[Task statement]:
Return the listing exactly as it appears, but strip out the images.
-*-
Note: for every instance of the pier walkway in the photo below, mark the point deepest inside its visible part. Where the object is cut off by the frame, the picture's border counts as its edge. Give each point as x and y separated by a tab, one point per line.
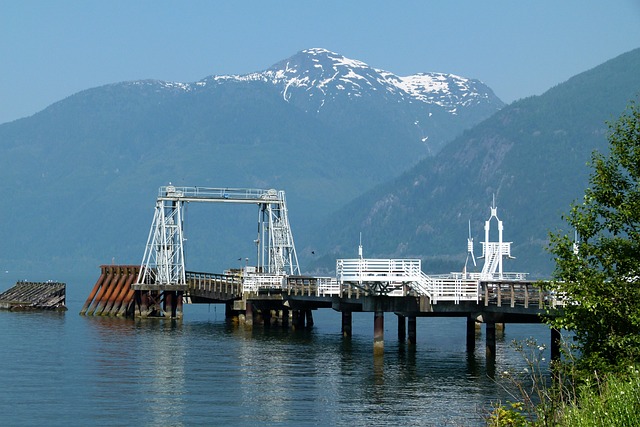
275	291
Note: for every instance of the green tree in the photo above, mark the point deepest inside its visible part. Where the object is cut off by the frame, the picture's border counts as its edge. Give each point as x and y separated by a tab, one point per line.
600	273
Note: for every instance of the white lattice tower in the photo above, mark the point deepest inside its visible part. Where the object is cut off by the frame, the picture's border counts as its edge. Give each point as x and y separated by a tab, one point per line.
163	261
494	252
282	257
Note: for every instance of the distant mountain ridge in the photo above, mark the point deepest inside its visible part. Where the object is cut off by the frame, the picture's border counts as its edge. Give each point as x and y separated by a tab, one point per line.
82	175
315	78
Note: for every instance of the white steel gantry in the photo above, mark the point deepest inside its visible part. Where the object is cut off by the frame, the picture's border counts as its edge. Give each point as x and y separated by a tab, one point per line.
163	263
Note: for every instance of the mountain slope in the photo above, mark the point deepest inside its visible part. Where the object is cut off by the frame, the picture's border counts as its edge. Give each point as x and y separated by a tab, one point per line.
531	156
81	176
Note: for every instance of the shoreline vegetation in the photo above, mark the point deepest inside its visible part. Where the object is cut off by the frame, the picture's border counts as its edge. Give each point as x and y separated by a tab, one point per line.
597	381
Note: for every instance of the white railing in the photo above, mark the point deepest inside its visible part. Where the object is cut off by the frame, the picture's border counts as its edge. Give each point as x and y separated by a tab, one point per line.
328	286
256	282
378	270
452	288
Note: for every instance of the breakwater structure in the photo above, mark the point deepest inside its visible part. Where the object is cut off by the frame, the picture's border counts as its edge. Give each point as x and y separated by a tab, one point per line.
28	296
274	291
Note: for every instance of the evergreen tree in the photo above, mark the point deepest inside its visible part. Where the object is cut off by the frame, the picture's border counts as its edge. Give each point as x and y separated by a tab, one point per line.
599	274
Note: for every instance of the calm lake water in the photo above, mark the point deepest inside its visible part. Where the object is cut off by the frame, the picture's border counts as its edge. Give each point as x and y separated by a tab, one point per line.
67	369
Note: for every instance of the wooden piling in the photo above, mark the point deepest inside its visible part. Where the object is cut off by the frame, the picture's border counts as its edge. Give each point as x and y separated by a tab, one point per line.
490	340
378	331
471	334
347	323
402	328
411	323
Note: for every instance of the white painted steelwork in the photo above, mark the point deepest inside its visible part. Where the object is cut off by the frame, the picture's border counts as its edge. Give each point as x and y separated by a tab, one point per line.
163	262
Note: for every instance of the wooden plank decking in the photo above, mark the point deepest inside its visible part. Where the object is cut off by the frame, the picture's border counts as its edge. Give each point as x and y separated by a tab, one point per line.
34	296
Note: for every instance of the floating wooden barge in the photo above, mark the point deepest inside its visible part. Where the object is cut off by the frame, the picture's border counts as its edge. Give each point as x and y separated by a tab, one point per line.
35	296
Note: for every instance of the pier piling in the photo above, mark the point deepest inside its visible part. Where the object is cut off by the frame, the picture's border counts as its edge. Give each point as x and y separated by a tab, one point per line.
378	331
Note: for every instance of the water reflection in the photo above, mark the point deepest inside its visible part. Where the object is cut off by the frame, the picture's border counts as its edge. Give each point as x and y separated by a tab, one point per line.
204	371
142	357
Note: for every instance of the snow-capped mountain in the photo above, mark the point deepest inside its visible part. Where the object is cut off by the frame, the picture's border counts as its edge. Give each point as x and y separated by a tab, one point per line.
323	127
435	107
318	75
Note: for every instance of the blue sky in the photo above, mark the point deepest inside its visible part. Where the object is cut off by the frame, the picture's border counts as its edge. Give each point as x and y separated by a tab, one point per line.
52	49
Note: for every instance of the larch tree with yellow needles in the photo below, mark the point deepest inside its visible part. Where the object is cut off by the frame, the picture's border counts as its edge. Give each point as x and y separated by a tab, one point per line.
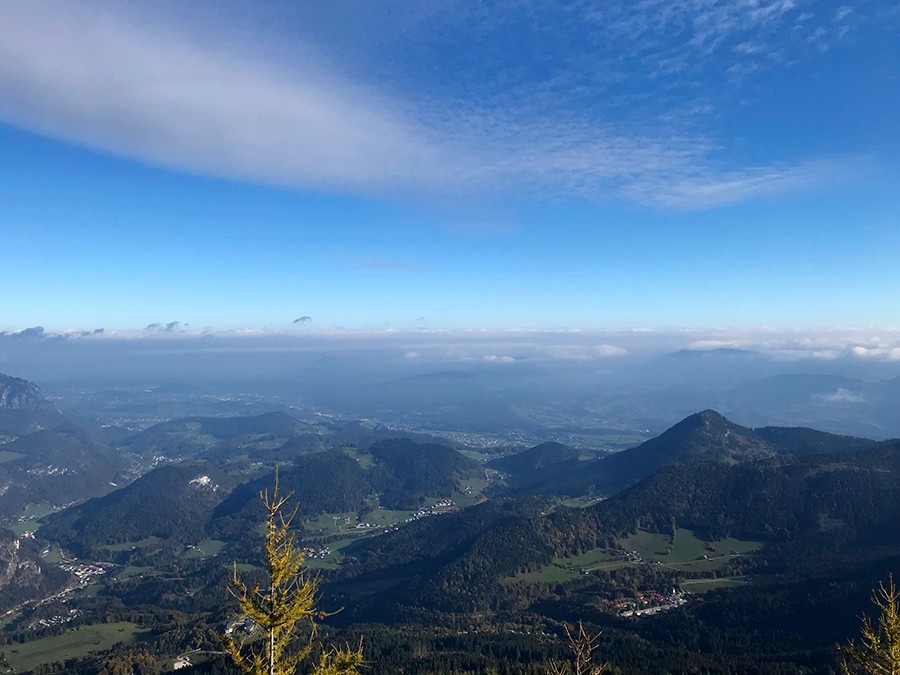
-*-
[Solution to the exercise]:
Note: for every instance of the pier walkway in the photo below, mark the point deepest inside its visible part. Where the object is cut off by the frame, the picture's border counts as its edge. Give each point as x and y separated by a tab, one point per line.
275	291
Note: for every instance of the green tree in the photo above, mark the point deepest inside its visible part. Where the object is cut off by the frame, the picture's border counts as its edge. Give each point as x and y separated by a tab, one point per line.
600	273
Note: for every instance of the white lattice tower in the photo above, mark the point deepest inside its visible part. Where the object is cut off by the frame, the picture's border counts as its edge. Give each point as x and y separated by a tab, one point per line.
163	261
494	252
282	257
Note: for every instance of the distant mountain ridge in the photo above, mark the point deepest inside its visible part. Where the object is cut off by the frame, the picture's border counts as its edge. Give each point as x and y separated by a tab, one point per line.
82	175
315	78
Note: for every instance of the white steel gantry in the photo above, mark the point deepest inside its visible part. Where the object is cut off by the frame, the picture's border counts as its edge. Give each point as x and y separated by a tab, one point per line.
163	263
Note: for every instance of the mountain slope in the photo above, mark the point deepest inside its visible part. Where the object is cut off by the frame, the picture's border counts as its edge. Give each point as x and y separated by a tab, one point per line.
531	156
81	176
Note: for every instance of the shoreline vegetation in the photo above, mark the point deepest inside its visible part. Where the object is cut off by the frame, the picture's border counts as its edge. Give each point as x and y separated by a tab, one point per line.
597	381
Note: for every instance of the white railing in the photo above, mark the point deepest inside its visible part. Where the object is cut off by the frame, the picture's border counts as its edge. Give each point as x and y separated by a tab, one point per line.
328	286
256	282
378	270
452	288
Note: for every instance of the breakwater structure in the photo above, mark the point deepest inside its visible part. Where the object is cut off by the frame, the picture's border counts as its edge. Give each point as x and y separated by a tab, one point per line.
28	296
274	291
Note: for every instance of the evergreen tree in the photo above, mark the point deepest inside its visible part. Where the object is cut off by the frame, the picture's border counts as its edge. Give each point as x and y separated by a tab, one point per line.
599	274
Note: for every instance of the calm lake water in the photo above, mark the point deepest inside its visible part. Where the object is cut off by the frame, the picture's border counts as its edge. Give each point as x and y separated by a tab, one point per line.
67	369
Note: for every instance of the wooden piling in the photo above, mark the point deepest inside its visible part. Where the object is cut off by the frame, the picture's border counts as its edge. Give each point as x and y separated by a tab, one point per line.
490	340
378	331
471	334
347	323
402	328
411	323
Note: for every instance of the white painted steelwork in the photo above, mark the point deepest inside its visible part. Where the object is cut off by the frame, the picture's border counts as its edge. Give each point as x and y separated by a tab, one point per line.
163	262
Note: for every instance of the wooden plank decking in the photo above, mark the point deepest inside its visible part. Where the object is cut off by the frame, the picture's border counts as its edge. Give each point as x and y separated by a tab, one point per line.
34	296
Note: for every instance of the floating wooden barge in the photo above, mark the point deepest inside its visible part. Where the object is cut off by the frame, the picture's border counts as its edge. Give each point as x and y separated by a tab, one point per line.
35	296
Note: for every instance of the pier piling in the photo above, mark the point deepest inside its visible part. Where the object is cut off by the frame, the picture's border counts as its edge. Give each point as x and y separated by a tab, one point per line.
378	331
Note: for every instance of the water reflection in the photo above, mark the point deepest inside its visible part. Where the object is cut off by the frame, the picture's border counts as its edge. Give each point as x and y separated by a tab, one point per line.
204	371
142	357
Note: for every instance of the snow-capped mountain in the photo above, mark the point deepest inside its visible part. Where the object is cut off by the frame, the picture's border counts as its edge. Give each point as x and y separated by a tab, one point per line.
323	127
435	107
318	75
Note: for every instance of the blue sky in the photo above, mark the point deepest inside its visible part. Where the object is cut off by the frame, the picture's border counts as its edge. Give each point as x and y separated by a tab, one point per line.
52	49
Note: for every instance of the larch tree with yellow needles in the photo below, mark the point deepest inside its visible part. Where the object is cut off by the frame, the picture's border counts as its edge. Give each point as x and y separated by a tab, one point per line.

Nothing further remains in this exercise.